====== DATA TO PROCESS

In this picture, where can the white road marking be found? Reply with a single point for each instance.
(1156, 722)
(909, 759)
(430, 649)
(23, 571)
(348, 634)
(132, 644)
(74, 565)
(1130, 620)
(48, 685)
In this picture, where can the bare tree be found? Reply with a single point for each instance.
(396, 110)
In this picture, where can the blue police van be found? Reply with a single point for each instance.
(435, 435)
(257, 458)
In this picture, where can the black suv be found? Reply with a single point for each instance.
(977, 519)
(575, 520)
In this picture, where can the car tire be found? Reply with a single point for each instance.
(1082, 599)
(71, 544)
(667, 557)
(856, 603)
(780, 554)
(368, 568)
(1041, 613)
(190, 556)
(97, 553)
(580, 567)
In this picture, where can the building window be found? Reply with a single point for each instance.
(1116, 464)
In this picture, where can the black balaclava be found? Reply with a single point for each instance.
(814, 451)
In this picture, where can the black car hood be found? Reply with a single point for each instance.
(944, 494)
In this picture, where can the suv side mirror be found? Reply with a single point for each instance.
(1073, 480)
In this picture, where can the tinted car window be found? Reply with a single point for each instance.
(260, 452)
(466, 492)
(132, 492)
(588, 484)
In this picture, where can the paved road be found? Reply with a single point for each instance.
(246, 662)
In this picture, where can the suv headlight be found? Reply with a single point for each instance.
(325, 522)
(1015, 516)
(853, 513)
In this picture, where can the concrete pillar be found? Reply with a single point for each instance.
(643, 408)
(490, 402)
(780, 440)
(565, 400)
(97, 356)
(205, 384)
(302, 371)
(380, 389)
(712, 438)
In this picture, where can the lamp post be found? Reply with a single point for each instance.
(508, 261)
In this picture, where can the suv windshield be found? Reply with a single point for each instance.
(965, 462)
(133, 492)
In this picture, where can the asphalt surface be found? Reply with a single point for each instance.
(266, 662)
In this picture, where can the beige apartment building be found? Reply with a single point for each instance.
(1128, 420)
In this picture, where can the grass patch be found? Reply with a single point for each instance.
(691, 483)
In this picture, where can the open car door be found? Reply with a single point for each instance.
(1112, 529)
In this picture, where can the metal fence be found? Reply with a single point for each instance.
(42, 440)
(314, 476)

============

→ WORK REQUIRED
Where the records above contain a line with "In this picture, where can the lamp", repeat that line and each later line through the end, exactly, and nothing more.

→ REPLY
In this picture, where can the lamp post be found? Reply with a single point for each instance.
(508, 261)
In this picture, where can the suv windshield be found? Reply with a single point for each instance.
(965, 462)
(133, 492)
In this picture, where can the asphalt surface be found? Reply with a single point for each instance.
(266, 662)
In this picture, where can the beige apartment building be found? Reply with a single point for each instance.
(1128, 420)
In this picture, where can the grass patch be found? Reply with a single point for each instance.
(691, 483)
In this picture, where can the open car door be found? Reply with a single point for each instance.
(1112, 529)
In this picture, where can the metal fence be found? Reply with a single point for each instance.
(42, 440)
(314, 476)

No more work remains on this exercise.